● DIRECTIONS
Put the lines below into a numbered list, leaving out any blank lines.

Dataset records:
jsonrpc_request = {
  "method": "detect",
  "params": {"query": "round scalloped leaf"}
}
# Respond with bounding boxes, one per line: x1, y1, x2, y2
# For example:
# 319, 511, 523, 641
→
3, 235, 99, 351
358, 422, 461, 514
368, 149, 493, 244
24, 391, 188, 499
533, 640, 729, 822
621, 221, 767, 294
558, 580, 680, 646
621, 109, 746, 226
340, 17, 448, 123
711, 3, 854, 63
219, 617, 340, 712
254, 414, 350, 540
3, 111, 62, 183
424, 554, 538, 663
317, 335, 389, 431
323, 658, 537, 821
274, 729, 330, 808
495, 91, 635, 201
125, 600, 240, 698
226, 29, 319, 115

● CORRECT OUTPUT
1. jsonrpc_request = {
2.   "method": "detect",
3.   "params": {"query": "round scalloped leaf"}
4. }
5. # Respond with bounding boxes, one per line: x1, y1, x2, y2
6. # For example:
7. # 319, 511, 523, 641
8. →
9. 3, 235, 99, 351
10. 358, 422, 461, 514
11. 368, 149, 493, 244
12. 24, 391, 188, 499
13. 533, 640, 729, 822
14. 621, 221, 767, 294
15. 558, 580, 680, 646
16. 621, 109, 746, 226
17. 340, 17, 448, 123
18. 711, 3, 854, 63
19. 219, 617, 340, 712
20. 254, 414, 350, 540
21. 3, 111, 62, 183
22. 424, 554, 538, 663
23. 317, 335, 389, 431
24. 323, 658, 537, 821
25. 274, 729, 330, 808
26. 495, 91, 635, 201
27. 125, 600, 240, 698
28. 226, 29, 319, 115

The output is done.